Segment Open

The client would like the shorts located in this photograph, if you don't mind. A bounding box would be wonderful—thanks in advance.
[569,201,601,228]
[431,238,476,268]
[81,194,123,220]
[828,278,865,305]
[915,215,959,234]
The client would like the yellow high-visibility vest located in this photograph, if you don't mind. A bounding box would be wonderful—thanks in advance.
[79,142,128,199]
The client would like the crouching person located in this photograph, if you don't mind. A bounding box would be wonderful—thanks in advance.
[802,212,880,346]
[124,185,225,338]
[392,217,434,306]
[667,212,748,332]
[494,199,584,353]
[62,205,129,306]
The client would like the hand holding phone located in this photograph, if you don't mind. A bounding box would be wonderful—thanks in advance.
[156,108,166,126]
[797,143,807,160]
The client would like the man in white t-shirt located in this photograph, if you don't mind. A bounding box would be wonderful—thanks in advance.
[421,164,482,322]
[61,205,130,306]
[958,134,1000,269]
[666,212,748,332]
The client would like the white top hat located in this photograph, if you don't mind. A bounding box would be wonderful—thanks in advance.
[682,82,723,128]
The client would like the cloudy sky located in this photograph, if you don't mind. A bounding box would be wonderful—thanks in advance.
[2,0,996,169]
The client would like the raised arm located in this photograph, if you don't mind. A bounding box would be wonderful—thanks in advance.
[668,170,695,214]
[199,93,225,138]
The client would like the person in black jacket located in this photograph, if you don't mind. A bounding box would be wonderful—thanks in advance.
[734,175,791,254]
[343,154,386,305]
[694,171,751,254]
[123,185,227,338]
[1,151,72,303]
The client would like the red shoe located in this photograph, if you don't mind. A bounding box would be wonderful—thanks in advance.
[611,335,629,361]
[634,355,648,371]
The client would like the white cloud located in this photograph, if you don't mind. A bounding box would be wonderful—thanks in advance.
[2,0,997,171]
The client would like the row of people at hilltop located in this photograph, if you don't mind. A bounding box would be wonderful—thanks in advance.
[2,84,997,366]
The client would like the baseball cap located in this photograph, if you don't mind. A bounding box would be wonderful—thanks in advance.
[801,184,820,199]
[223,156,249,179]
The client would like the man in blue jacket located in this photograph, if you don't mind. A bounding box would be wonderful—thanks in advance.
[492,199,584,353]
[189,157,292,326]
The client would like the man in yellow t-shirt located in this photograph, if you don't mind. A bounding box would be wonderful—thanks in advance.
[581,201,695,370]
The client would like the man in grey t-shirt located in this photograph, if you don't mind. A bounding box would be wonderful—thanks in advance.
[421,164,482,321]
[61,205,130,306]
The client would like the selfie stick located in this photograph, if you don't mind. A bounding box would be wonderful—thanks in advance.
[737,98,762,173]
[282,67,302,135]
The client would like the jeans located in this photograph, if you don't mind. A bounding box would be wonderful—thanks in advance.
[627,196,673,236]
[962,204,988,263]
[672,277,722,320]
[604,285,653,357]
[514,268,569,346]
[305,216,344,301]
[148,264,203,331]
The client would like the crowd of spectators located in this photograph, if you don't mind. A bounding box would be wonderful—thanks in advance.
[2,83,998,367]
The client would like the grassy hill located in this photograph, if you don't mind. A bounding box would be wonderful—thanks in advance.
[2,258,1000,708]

Segment Closed

#### [Brief]
Each line above must be retyped exactly.

#### [Response to the task]
The client would like the shorts located in this photograph, if you don't mind. A bounding box would be wonderful—thanks in advance.
[569,201,601,228]
[431,238,476,268]
[81,194,123,220]
[828,278,865,305]
[915,215,959,234]
The client would like the yellow high-visibility vest located in this photograph, if you don't mind. A bounding box would be wonderful—thanks in advance.
[79,142,128,199]
The client would like the crouching person located in this photograph, if you don't mind. A bounding box would be wonderful—thanks in advance.
[802,212,880,346]
[124,185,225,338]
[392,217,434,306]
[667,212,748,332]
[494,199,584,353]
[62,205,129,306]
The client would like the hand holding phone located in this photograph, if you don't mind. A bounding box would be wonderful—thanks in advance.
[156,108,166,126]
[797,143,807,160]
The client would like the man in white t-shirt located in this photograph, if you don't mind. A bounding box would be wonderful—thanks in advance.
[421,164,482,322]
[61,205,130,306]
[958,134,1000,269]
[666,212,748,332]
The client would like the white top hat located in this photograph, if you don't mind. A bounding box would be wonderful—thanks in advance.
[682,82,723,128]
The client would like the cloudy sky located in this photograph, if you don't mind. A bounding box would be wonderful—thanks in advance.
[2,0,996,169]
The client would like the raised arm located in this photograph, if you don't mind. A bounding box would be wonderful—thanks in advance.
[668,170,695,214]
[199,93,225,138]
The client would like the person in black jacket located in this photograph, if you don't mind. A bounding box would be wonderful—thanks in advance.
[734,175,791,254]
[343,154,386,305]
[694,171,751,254]
[123,185,227,338]
[1,151,72,303]
The client would like the red shoe located in this photograph, if you don't mind. A bounding box would be wonderful—thanks in advance.
[611,335,629,361]
[634,355,648,371]
The client would like the white cloud located in this photograph, if you don't mind. A bounding box would be wonderful—thanks in advance.
[2,0,997,171]
The client would like the row of people at hilltop located in this photograph, if you don't mind. A bounding box would be wonderful—thanks in advance.
[2,84,997,366]
The client would like the baseball cap located in this photograph, if you don't mind. A bounding box would be wonderful—thanks in advance.
[801,184,820,199]
[223,156,249,179]
The client would like the man in blue jacket located in this photograph, if you don't mind. A bounding box would be wonderful—thanks in advance.
[492,199,584,353]
[189,157,292,326]
The client would like the man in yellow t-shirt located in this photograph, if you don't mind. A bounding box would be wonderful—thanks in advance.
[581,201,695,370]
The client would like the man in grey t-shirt located in this photograph, if you don't mind. A bounding box would be wonderful—thanks in advance.
[421,164,482,321]
[61,205,130,306]
The client would like the selfie stick located in this photograph, if you don't mind. A bounding box would be wonderful—thanks in advance.
[737,98,762,173]
[282,67,302,135]
The client would like the jeans located in this photograph, if you don't mind. A bounding box would be wonderful—thanks in advance.
[627,196,673,236]
[962,204,988,263]
[672,277,722,320]
[604,285,653,357]
[514,268,569,346]
[305,216,344,301]
[148,264,203,331]
The client would like the crowd of spectators located in this photograph, if you don't mind. A bounding box would be wonderful—thanks in advance.
[2,83,998,367]
The client would like the grassy hill located in this photograph, if you don't mind. A bounding box would be wonderful—thanks in advance.
[2,258,1000,708]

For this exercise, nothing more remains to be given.